Alternative methods that could power your car

Alternative methods that could power your car

The automotive market has consolidated on the use of gasoline and diesel as main fuels, but in the last century and a half there have been several more or less successful experiments regarding the use of alternative fuels, and some of these could be a good solution to be adopted in the future, when we will inevitably have to drastically reduce the use of fossil fuels. In this regard, numerous alternative fuels have been devised, some widely used and well-known by most, which could have an impact on the automotive market of the future.

LPG - Liquefied petroleum gases

LPG is one of the hottest and most popular alternative fuels on the market, and could prove to be a viable alternative for the future. Since the 1990s, companies such as Opel and Volvo have been offering dual-fuel vehicles in their catalog, with LPG activating only after the engine has been sufficiently warmed up using petrol: LPG is a lean fuel and would take too long to bring the engine up to temperature.

In Europe and other parts of the world, LPG remains a very valid alternative for mobility, and is the most used fuel after petrol and diesel; emissions from the tailpipe are significantly lower than petrol, even if consumption is higher. The price of LPG must therefore be about half that of gasoline, to ensure that its use is economically sustainable. LPG has been particularly successful in large vehicles, such as SUVs, where it is used to reduce running costs.

● **Direction 1**:
In the text on alternative car fuels, why does LPG take over only after petrol has warmed the engine?
● **Direction 2**:
Reproduce, word for word, the passage of the text on alternative car fuels from "In Europe and" to "reduce running costs.".

● **Recorded information**:
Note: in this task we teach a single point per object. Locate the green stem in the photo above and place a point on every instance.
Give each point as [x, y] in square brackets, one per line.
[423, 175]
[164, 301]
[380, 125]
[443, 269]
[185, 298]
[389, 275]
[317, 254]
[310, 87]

● **Written reply 1**:
LPG is a lean fuel and would take too long to bring the engine up to temperature.

● **Written reply 2**:
In Europe and other parts of the world, LPG remains a very valid alternative for mobility, and is the most used fuel after petrol and diesel; emissions from the tailpipe are significantly lower than petrol, even if consumption is higher. The price of LPG must therefore be about half that of gasoline, to ensure that its use is economically sustainable. LPG has been particularly successful in large vehicles, such as SUVs, where it is used to reduce running costs.